**Given passage:**
-- Opening Marker --

Since my youngest sibling’s SLC more than three decades ago, my own interest in this most important of rites of passage for educated Nepalis has been somewhat academic. Not this time around though since my family found ourselves taking up guardianship of a young girl who had passed the SEE with flying colours. Despite having worked as a school teacher for years, and hence with some first-hand experience, I soon realised how woefully unprepared I was.
College, colleges everywhere
I live in a part of Kathmandu with a college at literally every turn, and so the choices were aplenty. Based on what turned out to be my uninformed understanding and on her own equally uninformed knowledge, our ward did the rounds of some colleges and came back laden with brochures. Only then it became easier to draw up a shortlist. The simple rule of thumb: the glossier the brochure the less money was being spent on education itself (including in cleaning up errors in grammar and spelling as well as clarity in the brochures).

-- Closing Marker --

**Supplied information:**

-- Opening Marker --

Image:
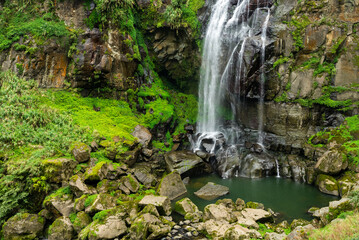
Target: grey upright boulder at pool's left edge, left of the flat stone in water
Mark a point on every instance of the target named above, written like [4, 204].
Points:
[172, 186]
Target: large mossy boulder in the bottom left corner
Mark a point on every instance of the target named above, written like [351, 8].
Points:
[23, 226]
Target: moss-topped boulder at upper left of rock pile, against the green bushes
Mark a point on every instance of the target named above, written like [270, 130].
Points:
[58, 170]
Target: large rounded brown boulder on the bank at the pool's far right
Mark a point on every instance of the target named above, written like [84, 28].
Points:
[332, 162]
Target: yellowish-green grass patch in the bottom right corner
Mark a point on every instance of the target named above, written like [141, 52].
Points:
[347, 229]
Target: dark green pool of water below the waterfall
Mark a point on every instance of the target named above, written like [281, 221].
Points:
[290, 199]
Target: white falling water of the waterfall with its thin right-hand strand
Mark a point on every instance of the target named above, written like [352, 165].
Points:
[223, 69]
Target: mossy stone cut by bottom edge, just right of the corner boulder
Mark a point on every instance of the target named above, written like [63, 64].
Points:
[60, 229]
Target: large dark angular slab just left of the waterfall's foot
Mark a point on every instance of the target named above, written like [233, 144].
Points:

-- Closing Marker --

**Task set:**
(A) In the college-selection passage, what rule of thumb did the writer use to shortlist colleges?
(B) Check each statement against the college-selection passage, answering yes or no and quoting the words that decide it: (i) The writer had worked as a school teacher for years. (ii) The writer's youngest sibling sat the SLC less than ten years ago. (iii) The ward returned from visiting colleges with brochures.

**Responses per task:**
(A) The glossier the brochure, the less money was being spent on education itself.

(B)
(i) Yes: "Despite having worked as a school teacher for years"
(ii) No: "Since my youngest sibling’s SLC more than three decades ago"
(iii) Yes: "came back laden with brochures"